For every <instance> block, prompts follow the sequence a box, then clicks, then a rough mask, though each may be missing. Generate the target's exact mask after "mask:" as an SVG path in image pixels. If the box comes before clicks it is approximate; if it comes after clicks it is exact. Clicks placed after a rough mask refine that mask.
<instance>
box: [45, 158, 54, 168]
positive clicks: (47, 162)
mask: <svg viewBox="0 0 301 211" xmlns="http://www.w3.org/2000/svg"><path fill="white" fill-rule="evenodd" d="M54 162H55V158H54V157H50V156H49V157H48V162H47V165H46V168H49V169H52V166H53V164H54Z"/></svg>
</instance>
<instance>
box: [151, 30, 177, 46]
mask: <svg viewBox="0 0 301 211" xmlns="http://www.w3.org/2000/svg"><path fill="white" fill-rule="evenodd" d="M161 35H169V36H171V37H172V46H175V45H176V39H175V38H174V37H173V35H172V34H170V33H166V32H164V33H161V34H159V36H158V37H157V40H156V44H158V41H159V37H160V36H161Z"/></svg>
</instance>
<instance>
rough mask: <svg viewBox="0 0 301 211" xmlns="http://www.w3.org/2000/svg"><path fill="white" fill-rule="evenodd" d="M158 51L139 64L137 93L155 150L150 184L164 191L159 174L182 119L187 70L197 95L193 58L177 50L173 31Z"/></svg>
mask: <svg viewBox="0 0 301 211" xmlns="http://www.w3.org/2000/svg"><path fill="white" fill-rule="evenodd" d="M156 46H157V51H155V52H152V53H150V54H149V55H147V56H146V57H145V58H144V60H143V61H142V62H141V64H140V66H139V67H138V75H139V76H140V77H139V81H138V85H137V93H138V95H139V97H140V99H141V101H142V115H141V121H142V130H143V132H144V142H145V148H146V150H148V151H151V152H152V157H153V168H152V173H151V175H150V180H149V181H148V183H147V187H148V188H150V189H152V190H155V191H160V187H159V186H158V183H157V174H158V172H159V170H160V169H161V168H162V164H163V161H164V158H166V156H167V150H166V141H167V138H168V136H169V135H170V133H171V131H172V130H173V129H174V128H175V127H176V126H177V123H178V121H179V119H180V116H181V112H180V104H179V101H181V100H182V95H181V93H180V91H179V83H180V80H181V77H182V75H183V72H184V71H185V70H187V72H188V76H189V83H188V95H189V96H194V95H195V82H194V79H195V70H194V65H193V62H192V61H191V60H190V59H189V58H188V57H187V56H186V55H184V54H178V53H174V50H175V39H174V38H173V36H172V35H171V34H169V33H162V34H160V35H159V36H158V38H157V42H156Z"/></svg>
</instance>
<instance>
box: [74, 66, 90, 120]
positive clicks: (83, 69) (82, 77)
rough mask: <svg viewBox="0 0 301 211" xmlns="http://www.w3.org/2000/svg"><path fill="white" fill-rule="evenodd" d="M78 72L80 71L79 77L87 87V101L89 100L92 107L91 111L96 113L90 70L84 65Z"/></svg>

□ □ □ □ □

* **Task goal**
Rewrite the listing from its first line through the line containing "positive clicks: (47, 162)", inclusive, as a JSON list of strings with one string per line and no blank lines.

* **Response below**
[
  "For every <instance> block, prompts follow the sequence a box, then clicks, then a rough mask, though each may be missing. Generate the target's exact mask after \"mask:\" as an SVG path in image pixels. If the box comes before clicks it is approximate; if it comes after clicks it is exact. Clicks placed after a rough mask refine that mask.",
  "<instance>",
  "box: [45, 158, 54, 168]",
  "positive clicks: (47, 162)"
]